### What you are asked to do
In the listing below, find each line with the string "instance" and return it.

===== Listed records

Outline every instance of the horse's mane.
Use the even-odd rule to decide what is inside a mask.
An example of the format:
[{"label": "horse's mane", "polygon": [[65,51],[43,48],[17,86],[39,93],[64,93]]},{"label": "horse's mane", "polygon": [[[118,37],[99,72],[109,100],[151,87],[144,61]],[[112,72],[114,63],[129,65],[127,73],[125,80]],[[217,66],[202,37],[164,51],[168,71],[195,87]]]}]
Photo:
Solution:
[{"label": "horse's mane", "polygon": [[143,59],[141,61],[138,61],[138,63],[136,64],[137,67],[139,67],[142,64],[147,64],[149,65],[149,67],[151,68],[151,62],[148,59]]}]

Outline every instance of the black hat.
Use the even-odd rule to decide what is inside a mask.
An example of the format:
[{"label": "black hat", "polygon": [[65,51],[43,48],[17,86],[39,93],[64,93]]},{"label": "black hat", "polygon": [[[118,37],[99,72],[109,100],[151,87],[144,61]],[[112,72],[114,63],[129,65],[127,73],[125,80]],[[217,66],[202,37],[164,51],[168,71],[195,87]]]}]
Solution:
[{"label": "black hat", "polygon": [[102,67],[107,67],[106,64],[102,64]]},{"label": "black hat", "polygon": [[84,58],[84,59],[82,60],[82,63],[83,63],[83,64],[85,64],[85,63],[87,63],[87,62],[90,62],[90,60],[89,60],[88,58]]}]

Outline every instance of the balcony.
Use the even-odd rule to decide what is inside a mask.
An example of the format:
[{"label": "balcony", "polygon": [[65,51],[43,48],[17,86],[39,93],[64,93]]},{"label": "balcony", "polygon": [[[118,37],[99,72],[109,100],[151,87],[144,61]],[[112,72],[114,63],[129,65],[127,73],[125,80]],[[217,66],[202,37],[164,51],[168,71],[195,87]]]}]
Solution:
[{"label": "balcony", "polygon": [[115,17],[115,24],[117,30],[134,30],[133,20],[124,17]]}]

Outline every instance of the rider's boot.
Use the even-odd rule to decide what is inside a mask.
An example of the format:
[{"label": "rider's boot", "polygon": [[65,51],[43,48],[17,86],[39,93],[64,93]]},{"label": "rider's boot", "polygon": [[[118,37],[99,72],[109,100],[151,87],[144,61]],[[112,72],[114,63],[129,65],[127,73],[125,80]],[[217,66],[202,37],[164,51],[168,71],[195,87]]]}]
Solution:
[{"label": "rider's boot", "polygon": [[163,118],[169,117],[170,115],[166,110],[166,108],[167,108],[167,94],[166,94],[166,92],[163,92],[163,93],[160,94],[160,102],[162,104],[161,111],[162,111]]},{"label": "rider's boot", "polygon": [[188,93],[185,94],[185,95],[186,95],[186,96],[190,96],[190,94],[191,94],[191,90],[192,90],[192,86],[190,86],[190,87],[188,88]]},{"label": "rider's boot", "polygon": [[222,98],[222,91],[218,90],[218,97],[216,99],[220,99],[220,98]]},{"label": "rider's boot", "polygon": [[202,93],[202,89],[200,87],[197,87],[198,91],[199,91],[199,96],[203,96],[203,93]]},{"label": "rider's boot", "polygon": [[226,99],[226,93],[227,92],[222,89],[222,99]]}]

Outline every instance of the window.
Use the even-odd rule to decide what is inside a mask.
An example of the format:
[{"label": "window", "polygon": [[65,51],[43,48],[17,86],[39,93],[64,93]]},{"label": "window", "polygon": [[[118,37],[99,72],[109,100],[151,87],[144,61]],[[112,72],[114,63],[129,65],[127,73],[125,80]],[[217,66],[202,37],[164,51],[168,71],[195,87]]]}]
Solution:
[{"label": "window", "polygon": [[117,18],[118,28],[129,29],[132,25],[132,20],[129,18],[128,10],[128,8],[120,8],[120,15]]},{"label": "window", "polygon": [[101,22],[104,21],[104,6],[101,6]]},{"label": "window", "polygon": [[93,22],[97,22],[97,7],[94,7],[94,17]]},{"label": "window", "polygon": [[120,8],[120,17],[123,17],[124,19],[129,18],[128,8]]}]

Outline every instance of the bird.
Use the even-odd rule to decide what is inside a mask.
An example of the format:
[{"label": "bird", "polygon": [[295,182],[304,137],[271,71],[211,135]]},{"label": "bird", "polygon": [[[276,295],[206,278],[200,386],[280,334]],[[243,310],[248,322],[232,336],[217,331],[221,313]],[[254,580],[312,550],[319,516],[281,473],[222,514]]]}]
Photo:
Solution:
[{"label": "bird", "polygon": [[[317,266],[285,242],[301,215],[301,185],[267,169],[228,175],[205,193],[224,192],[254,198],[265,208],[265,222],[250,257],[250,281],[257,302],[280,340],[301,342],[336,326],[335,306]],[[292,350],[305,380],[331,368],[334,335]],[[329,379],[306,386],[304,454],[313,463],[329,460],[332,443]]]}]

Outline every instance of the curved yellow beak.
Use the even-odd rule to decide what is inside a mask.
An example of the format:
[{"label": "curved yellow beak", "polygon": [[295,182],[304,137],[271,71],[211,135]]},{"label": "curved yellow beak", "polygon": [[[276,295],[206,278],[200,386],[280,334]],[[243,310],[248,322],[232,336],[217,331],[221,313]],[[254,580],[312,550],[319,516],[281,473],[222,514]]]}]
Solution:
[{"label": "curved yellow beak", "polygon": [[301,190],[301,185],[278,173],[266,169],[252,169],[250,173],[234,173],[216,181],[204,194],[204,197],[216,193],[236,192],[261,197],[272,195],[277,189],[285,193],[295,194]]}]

==========

### Your response
Outline every instance of the horse's mane.
Outline every instance of the black hat.
Outline every instance of the balcony.
Outline every instance of the rider's boot.
Outline every instance of the window.
Outline every instance of the bird.
Outline every instance of the curved yellow beak.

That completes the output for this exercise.